- _TASK STATEMENT_: Output the material below line for line without any changes, leaving out the pictures.

[Excerpts from segmentation records]

#####

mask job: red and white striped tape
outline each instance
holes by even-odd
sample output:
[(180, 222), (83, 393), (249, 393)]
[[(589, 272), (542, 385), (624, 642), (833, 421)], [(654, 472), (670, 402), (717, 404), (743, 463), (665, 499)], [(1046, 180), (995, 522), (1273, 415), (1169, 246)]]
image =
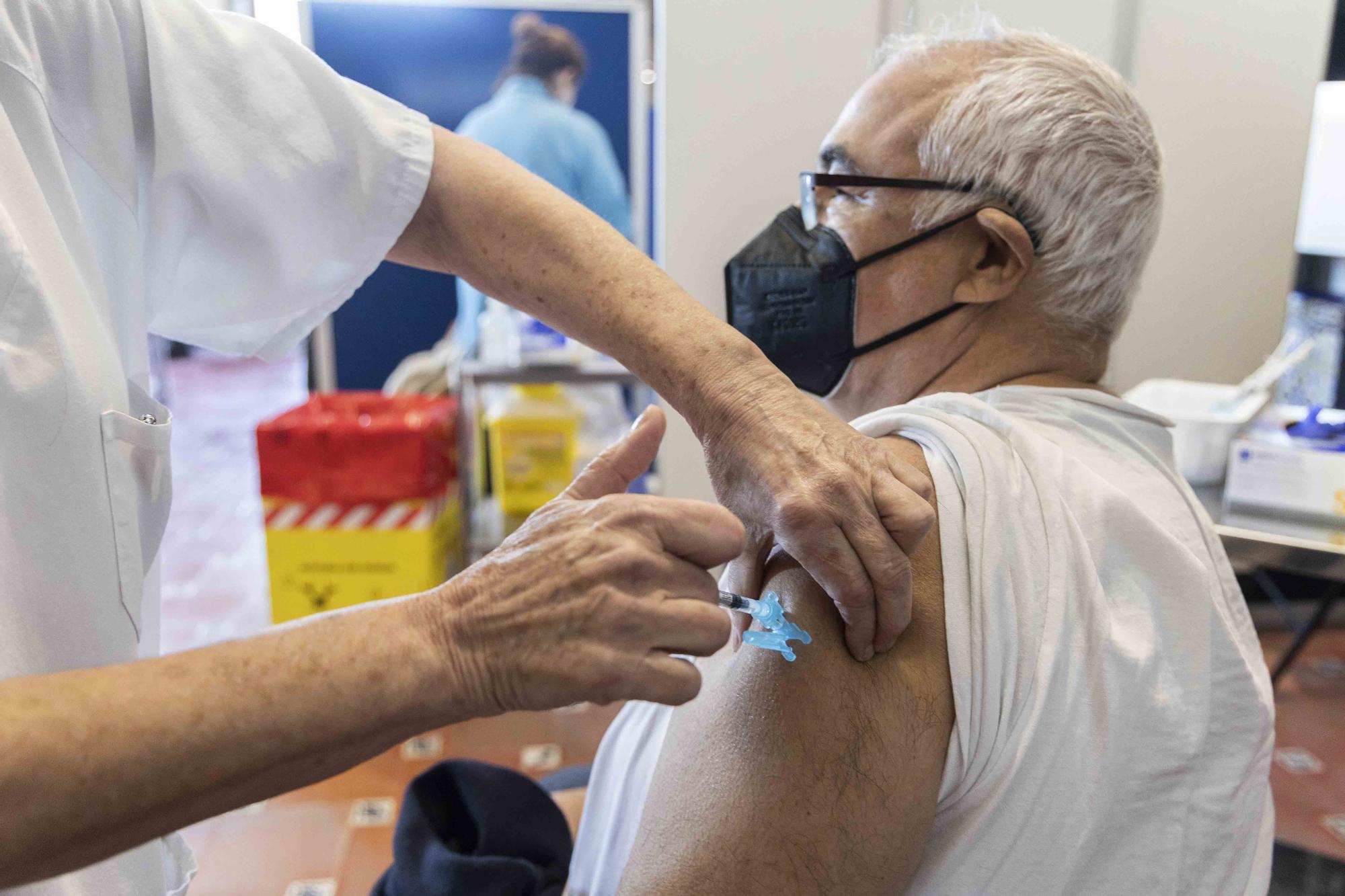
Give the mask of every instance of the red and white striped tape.
[(433, 498), (347, 505), (317, 505), (284, 498), (264, 498), (266, 529), (428, 529), (448, 506), (448, 490)]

#####

- _TASK RESPONSE_:
mask job: red and white striped tape
outline each instance
holes by even-odd
sample output:
[(180, 222), (83, 393), (249, 393)]
[[(589, 272), (542, 385), (624, 642), (833, 421)], [(654, 472), (670, 402), (717, 404), (743, 463), (665, 499)], [(1046, 180), (995, 522), (1273, 415), (1169, 246)]]
image =
Give the mask of every instance of the red and white striped tape.
[(433, 498), (347, 505), (317, 505), (284, 498), (264, 498), (266, 529), (428, 529), (448, 506), (448, 490)]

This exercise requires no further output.